To-do list:
[a] In the forum thread on BrahMos missiles, condense the quoted paragraph beginning "He said India's role would be" into a short bulleted list that keeps its main facts.
[b] Quote the forum thread on BrahMos missiles word for word from "## Robert0288 (20" to "of these things.".

# Indian official hints at "game-changing BrahMos"missiles for China's neighbours



## CougarKing (20 Jun 2013)

...partially as a signal to China...



> Retired army major general Vinod Saighal, hinted at its implication in disputes over the South China Sea. "There is cautious talk in some strategic circles that were India to provide the BrahMos missile to *Japan, Vietnam and the Philippines*, it has the potential to become a game changer."
> 
> He said India's role would be to restrain China "from dreaming its new-fangled dream in a manner that conflict breaks out in the region".  He described mainland China's dream as a "dynamic expansion model" fuelled by fast economic growth and a desire to push beyond its core interests in Taiwan, Tibet and Xinjiang - and into India's Arunachal Pradesh province, most of the South China Sea, and the Diaoyu islands, which Japan calls the Senkakus.
> 
> South China Morning Post link


----------



## Robert0288 (20 Jun 2013)

They're also developing the BrahMos 2, which would be a hypersonic missile with an Est. speed of mach 6 or 7

http://articles.economictimes.indiatimes.com/2012-01-10/news/30611918_1_brahmos-aerospace-air-version-brahmos-missile


----------



## a_majoor (20 Jun 2013)

Perhaps the biggest objectors would be the USN, since stopping anti ship missiles is difficult enough and mass proliferation means carrier task forces could be subjected to vollies of these things.

Of course if India were to withhold the BraMos, interested buyers could contact the Russians for a selection of anti ship missiles in various range and speed classes (including supersonic "Sunburn" missiles), and the Russians are willing to deal with almost everyone.


----------

Supplied entries:

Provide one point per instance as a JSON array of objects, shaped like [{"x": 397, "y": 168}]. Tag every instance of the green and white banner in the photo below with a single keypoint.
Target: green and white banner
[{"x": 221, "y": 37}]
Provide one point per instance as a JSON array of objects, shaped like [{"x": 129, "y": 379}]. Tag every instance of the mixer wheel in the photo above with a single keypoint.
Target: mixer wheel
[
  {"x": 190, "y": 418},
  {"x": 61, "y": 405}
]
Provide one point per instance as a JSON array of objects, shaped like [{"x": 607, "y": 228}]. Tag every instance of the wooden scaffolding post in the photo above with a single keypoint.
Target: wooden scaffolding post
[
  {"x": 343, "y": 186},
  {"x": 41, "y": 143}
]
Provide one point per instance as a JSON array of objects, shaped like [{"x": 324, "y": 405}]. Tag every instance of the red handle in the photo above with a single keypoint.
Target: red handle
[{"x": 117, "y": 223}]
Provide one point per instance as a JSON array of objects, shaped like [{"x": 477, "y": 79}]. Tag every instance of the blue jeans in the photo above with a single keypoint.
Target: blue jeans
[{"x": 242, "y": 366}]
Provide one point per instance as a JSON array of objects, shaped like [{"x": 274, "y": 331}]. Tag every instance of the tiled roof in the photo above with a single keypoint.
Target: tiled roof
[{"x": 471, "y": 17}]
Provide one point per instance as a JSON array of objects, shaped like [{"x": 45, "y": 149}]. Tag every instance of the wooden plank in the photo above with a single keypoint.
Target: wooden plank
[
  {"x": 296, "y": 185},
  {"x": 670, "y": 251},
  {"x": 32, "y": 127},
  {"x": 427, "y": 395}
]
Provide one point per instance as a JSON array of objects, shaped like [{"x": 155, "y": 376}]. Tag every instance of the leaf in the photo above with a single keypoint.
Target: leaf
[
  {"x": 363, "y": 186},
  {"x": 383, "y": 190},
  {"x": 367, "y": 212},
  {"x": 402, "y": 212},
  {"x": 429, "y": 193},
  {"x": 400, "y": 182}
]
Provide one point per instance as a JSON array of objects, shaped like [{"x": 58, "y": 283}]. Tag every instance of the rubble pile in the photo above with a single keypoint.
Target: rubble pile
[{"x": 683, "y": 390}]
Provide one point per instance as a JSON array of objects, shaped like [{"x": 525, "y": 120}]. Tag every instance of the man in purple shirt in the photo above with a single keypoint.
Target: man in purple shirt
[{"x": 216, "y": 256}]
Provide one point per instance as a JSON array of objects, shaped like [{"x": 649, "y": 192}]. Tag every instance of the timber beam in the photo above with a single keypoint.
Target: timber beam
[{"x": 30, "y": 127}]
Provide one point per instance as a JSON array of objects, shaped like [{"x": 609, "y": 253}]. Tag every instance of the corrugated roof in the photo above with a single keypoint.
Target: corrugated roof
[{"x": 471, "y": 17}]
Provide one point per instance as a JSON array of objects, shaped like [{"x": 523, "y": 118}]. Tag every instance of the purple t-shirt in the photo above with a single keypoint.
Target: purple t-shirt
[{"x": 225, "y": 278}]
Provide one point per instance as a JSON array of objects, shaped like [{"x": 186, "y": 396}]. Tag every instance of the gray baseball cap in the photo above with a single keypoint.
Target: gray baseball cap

Answer list:
[a]
- India's role would be to restrain China from pursuing its "new-fangled dream" in a way that causes conflict in the region.
- He called China's dream a "dynamic expansion model" driven by fast economic growth.
- He said it reaches beyond China's core interests in Taiwan, Tibet and Xinjiang.
- Its targets include India's Arunachal Pradesh province, most of the South China Sea, and the Diaoyu islands, which Japan calls the Senkakus.

[b]
## Robert0288 (20 Jun 2013)

They're also developing the BrahMos 2, which would be a hypersonic missile with an Est. speed of mach 6 or 7

http://articles.economictimes.indiatimes.com/2012-01-10/news/30611918_1_brahmos-aerospace-air-version-brahmos-missile


----------



## a_majoor (20 Jun 2013)

Perhaps the biggest objectors would be the USN, since stopping anti ship missiles is difficult enough and mass proliferation means carrier task forces could be subjected to vollies of these things.